PAGE>
begin

5.1 Don't use GOTO, CABxx, or COMP. Instead, substitute a structured alternative, such as nested IF statements, or status variables to skip code or to direct a program to a specific location. To compare two values, use the structured opcodes IF, ELSE, and ENDIF. To perform loops, use DO, DOU, and DOW with ENDDO. Never code your loops by comparing and branching with COMP (or even IF) and GOTO. Employ ITER to repeat a loop iteration, and use LEAVE for premature exits from loops.
5.2 Don't use obsolete IFxx, DOUxx, DOWxx, or WHxx opcodes. The newer forms of these opcodes - IF, DOU, DOW, and WHEN - support free-format expressions, making those alternatives more readable. In general, if an opcode offers a free-format alternative, use it.
5.3 Perform multipath comparisons with SELECT/WHEN/OTHER/ENDSL. Deeply nested IFxx/ELSE/ENDIF code blocks are hard to read and result in an unwieldy accumulation of ENDIFs at the end of the group. Don't use the obsolete CASxx opcode; instead, use the more versatile SELECT/WHEN/OTHER/ENDSL construction.
5.4 Always qualify END opcodes. Use ENDIF, ENDDO, ENDSL, or ENDCS as applicable. This practice can be a great help in deciphering complex blocks of source.
5.5 Avoid programming tricks and hidden code. Such maneuvers aren't so clever to someone who doesn't know the trick. If you think you must add comments to explain how a block of code works, consider rewriting the code to clarify its purpose. Use of the obscure "bit-twiddling" opcodes (BITON, BITOFF, MxxZO, TESTB, TESTZ) may be a sign that your source needs updating.
6.0 Modular Programming Techniques
The RPG IV syntax, along with the AS/400's Integrated Language Environment (ILE), encourages a modular approach to application programming. Modularity offers a way to organize an application, facilitate program maintenance, hide complex logic, and efficiently reuse code wherever it applies.
6.1 Use RPG IV's prototyping capabilities to define parameters and procedure interfaces. Prototypes (PR definitions) offer many advantages when you're passing data between modules and programs. For example, they avoid runtime errors by giving the compiler the ability to check the data type and number of parameters. Prototypes also let you code literals and expressions as parameters, declare parameter lists (even the *ENTRY PLIST) in the D-specs, and pass parameters by value and by read-only reference, as well as by reference.
6.2 Store prototypes in /COPY members. For each module, code a /COPY member containing the procedure prototype for each exported procedure in that module. Then, include a reference to that /COPY module in each module that refers to the procedures in the called module. This practice saves you from typing the prototypes each time you need them and reduces errors.

end

EXCERPTED DATA>
begin

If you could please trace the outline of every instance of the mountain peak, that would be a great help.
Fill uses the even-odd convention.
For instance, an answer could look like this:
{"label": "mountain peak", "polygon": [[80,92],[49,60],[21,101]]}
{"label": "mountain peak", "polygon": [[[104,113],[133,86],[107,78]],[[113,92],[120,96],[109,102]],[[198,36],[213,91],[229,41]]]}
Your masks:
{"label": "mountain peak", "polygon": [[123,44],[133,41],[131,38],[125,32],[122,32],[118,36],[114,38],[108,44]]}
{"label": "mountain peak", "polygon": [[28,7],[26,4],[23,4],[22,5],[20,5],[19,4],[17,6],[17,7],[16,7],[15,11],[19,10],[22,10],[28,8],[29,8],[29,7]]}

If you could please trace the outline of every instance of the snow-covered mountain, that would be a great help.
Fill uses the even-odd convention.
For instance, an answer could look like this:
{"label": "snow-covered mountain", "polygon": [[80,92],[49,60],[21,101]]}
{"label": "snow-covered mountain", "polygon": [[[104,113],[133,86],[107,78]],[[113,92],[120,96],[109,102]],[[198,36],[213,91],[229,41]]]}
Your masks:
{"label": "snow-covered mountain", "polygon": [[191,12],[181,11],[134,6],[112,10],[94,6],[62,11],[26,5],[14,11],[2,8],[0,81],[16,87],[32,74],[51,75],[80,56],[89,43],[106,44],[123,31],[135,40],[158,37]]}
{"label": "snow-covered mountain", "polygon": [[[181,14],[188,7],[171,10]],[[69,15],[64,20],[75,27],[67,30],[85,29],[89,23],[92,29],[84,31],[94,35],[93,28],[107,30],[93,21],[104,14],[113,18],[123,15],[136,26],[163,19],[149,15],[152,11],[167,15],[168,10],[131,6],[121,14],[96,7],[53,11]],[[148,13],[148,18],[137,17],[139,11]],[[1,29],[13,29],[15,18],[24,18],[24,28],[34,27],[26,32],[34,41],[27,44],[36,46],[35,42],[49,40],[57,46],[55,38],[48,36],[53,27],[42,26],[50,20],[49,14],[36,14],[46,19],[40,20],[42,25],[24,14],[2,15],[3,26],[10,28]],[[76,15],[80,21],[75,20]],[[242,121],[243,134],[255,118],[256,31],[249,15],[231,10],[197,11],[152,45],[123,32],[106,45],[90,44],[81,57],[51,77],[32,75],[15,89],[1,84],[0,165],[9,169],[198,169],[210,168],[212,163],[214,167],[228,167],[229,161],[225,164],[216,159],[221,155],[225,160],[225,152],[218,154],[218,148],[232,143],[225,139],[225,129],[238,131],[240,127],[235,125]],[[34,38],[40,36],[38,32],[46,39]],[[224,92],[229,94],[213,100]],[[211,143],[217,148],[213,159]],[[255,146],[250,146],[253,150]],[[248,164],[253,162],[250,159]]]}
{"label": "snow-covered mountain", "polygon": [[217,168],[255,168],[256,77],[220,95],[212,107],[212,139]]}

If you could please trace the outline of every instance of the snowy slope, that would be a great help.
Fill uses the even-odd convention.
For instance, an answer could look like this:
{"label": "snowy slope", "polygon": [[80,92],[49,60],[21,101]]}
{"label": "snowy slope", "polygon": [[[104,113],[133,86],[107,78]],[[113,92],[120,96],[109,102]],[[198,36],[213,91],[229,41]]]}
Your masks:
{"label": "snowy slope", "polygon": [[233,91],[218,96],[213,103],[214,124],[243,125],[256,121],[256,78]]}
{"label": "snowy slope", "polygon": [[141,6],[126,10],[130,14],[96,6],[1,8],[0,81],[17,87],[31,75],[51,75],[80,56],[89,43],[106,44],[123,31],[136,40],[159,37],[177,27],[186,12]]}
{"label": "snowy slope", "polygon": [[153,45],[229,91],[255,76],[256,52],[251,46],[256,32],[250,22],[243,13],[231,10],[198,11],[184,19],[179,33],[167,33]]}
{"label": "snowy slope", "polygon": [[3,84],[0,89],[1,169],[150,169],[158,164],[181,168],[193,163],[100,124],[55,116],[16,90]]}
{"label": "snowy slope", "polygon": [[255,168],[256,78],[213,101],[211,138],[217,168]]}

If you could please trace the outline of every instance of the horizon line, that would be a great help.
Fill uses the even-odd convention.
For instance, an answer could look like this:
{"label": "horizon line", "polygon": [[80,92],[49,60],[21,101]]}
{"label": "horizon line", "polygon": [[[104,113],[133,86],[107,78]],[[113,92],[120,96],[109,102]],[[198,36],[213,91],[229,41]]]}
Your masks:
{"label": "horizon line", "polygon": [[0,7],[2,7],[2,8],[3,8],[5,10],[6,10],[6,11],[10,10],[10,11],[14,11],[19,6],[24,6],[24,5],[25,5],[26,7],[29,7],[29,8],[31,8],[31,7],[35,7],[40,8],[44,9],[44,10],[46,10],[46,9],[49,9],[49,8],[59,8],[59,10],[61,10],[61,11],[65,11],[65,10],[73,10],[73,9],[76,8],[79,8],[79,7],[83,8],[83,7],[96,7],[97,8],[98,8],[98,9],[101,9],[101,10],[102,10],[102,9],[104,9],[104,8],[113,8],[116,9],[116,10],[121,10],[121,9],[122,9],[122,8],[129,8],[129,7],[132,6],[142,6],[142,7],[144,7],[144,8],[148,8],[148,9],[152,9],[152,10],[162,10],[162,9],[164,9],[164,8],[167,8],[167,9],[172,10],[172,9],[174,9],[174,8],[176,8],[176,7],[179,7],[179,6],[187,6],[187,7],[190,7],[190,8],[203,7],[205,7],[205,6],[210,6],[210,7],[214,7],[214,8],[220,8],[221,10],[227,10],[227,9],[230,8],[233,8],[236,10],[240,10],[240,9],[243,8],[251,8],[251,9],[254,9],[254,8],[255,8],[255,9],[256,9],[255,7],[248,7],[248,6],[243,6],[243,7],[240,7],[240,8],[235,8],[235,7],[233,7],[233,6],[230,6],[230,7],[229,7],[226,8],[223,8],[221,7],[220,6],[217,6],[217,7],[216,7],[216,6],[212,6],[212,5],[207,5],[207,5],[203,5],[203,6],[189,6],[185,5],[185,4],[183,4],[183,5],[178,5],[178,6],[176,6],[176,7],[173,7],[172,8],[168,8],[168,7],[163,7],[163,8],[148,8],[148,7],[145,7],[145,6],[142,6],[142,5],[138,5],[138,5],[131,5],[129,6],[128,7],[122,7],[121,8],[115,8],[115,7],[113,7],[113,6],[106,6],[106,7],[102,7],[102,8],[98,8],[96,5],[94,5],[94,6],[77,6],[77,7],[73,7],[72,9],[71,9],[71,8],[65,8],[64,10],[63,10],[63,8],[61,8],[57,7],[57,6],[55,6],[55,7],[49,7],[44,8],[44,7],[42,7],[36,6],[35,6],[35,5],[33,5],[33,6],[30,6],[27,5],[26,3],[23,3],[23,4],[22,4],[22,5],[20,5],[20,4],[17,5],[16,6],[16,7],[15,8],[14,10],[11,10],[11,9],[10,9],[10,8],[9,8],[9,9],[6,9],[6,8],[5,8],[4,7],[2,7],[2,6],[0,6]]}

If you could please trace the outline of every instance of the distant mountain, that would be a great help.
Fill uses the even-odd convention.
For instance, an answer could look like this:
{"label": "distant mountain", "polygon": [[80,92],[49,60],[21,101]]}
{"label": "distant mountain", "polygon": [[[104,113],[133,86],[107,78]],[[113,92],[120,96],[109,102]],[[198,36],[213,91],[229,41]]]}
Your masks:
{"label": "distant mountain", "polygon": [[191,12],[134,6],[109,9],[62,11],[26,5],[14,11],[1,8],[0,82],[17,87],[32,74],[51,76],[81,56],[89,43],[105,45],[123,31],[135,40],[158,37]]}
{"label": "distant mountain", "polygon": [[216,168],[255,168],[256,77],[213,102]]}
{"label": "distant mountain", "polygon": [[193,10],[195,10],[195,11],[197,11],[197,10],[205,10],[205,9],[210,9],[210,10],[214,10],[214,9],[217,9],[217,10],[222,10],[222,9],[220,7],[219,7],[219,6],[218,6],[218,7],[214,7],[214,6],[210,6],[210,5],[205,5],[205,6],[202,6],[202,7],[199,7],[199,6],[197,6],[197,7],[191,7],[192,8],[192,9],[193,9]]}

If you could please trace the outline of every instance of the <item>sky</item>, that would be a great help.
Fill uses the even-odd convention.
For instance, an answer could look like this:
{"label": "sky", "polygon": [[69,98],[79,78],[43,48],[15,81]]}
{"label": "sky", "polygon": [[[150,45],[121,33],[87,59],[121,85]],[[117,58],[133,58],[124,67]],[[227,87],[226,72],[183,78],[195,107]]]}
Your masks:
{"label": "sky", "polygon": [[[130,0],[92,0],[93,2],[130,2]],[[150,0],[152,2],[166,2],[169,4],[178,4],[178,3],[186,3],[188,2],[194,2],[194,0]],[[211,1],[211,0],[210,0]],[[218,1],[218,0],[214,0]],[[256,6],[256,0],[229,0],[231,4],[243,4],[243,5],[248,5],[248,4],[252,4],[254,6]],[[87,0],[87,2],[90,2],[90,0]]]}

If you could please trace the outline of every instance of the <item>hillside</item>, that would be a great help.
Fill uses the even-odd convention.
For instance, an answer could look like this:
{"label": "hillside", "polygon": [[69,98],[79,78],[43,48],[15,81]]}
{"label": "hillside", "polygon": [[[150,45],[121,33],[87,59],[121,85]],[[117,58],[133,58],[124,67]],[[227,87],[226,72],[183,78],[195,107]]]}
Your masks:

end

WHAT THIS TASK INVOLVES> Transcribe the passage of the RPG IV guidelines starting at "5.4 Always qualify" and ending at "blocks of source.".

EXERCISE OUTPUT>
5.4 Always qualify END opcodes. Use ENDIF, ENDDO, ENDSL, or ENDCS as applicable. This practice can be a great help in deciphering complex blocks of source.